Tarde chuvosa

Tempos atrás, desci o morro do Gilberto Machado em direção à beira do rio Itapemirim

01/06/2021 08:10
Tarde chuvosa

Tempos atrás, desci o morro do Gilberto Machado em direção à beira do rio Itapemirim. Era um fim de tarde, final de semana diferente em Cachoeiro de Itapemirim, o sol se ausentava do nosso céu e nuvens escuras tomavam seu lugar. O horizonte, sem o sol, encontrava-se melancólico. Tão logo alcancei a Ponte de Ferro, no centro da cidade, uma chuva fina se apresentou. Pensei em retornar ao apartamento ou um abrigo qualquer. Avistei a cobertura do ponto de ônibus logo à frente, e após breve hesitação, resolvi prosseguir. Continuei a caminhada e mantive o passo junto ao leito do rio. Ele, o rio, nos leva a isso, seguir em frente, é o seu destino, sua sina, não nos deixa recuar. Segui em direção contrária, segui em direção à Ilha da Luz; ele, em direção ao mar. Após alguns metros, as gotas das águas que desciam das nuvens intensificaram-se, encharcando meu corpo, preenchiam meus olhos, turvavam minha visão como lágrimas em momentos de êxtases. Era um dia após o de São Pedro, e acho que ele, por eu não ter permanecido na cidade, me testava. Apesar da intempérie, procurei me concentrar nas águas do rio. Fixei meus olhos nas coisas do seu leito e margens.

**Lista de dados:**

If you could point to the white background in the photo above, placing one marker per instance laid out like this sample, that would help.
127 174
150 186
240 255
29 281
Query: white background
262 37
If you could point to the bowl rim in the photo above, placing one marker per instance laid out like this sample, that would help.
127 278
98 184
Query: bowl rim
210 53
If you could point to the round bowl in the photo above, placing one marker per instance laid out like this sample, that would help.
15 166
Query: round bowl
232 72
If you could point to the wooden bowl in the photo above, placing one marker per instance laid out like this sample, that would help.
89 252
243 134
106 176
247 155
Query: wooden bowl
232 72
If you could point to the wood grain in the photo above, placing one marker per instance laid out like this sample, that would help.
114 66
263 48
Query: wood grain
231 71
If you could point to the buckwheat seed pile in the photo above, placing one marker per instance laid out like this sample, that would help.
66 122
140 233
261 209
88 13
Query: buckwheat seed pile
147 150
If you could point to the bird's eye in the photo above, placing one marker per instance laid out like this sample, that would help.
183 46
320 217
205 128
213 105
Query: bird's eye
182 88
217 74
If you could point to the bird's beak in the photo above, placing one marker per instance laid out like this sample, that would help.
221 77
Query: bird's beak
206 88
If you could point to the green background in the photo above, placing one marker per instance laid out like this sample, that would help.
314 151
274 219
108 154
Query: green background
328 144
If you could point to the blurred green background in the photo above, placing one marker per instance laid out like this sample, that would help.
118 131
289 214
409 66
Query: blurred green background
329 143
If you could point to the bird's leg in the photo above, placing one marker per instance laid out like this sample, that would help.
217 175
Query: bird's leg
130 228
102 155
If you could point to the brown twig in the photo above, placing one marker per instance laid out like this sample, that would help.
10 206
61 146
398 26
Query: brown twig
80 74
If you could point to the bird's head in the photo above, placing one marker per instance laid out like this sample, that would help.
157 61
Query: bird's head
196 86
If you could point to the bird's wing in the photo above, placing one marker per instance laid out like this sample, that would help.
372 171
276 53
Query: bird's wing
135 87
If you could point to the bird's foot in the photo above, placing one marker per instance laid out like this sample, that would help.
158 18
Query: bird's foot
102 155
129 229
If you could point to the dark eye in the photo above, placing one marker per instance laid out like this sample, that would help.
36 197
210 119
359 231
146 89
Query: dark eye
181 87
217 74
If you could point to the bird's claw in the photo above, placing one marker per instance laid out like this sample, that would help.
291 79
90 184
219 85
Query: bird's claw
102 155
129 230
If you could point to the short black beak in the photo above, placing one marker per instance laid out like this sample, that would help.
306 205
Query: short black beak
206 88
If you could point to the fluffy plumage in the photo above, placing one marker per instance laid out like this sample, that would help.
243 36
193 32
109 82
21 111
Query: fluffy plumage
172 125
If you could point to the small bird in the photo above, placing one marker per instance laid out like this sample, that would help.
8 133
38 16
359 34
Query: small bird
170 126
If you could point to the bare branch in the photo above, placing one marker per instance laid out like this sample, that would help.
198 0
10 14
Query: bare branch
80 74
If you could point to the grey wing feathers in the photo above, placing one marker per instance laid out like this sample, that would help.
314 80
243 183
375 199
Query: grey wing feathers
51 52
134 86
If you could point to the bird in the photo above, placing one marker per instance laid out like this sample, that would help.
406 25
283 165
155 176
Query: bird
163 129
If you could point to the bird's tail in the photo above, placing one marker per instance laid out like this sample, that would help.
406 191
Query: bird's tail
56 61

**Sua tarefa:** Segundo o trecho selecionado, em que lugar o narrador estava quando começou a cair uma chuva fina?

**Resposta do exercício:** Na Ponte de Ferro, no centro da cidade.